Task objective
Extract every line from the block of data below that contains the string "query". Treat the match as case-sensitive.

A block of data
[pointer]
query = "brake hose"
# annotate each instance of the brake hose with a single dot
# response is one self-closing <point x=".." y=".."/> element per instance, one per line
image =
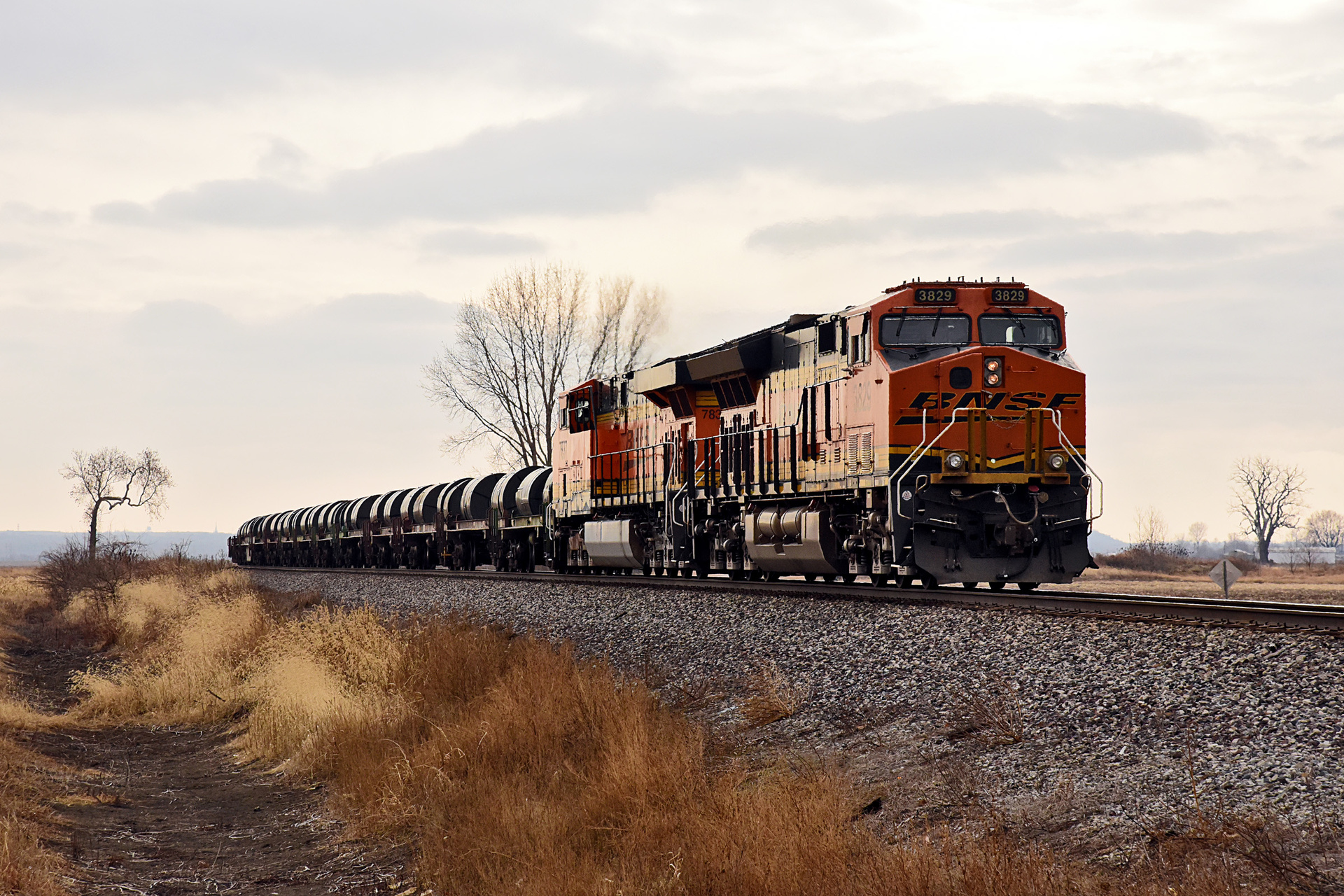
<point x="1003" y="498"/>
...
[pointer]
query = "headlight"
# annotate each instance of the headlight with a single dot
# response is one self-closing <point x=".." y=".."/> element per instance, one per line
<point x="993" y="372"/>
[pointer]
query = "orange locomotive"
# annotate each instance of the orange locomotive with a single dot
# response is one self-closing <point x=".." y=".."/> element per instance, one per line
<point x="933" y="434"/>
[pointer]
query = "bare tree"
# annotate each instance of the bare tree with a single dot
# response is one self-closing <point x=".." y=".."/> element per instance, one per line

Full answer
query = "brake hose"
query = "headlight"
query = "orange locomotive"
query = "bare tree"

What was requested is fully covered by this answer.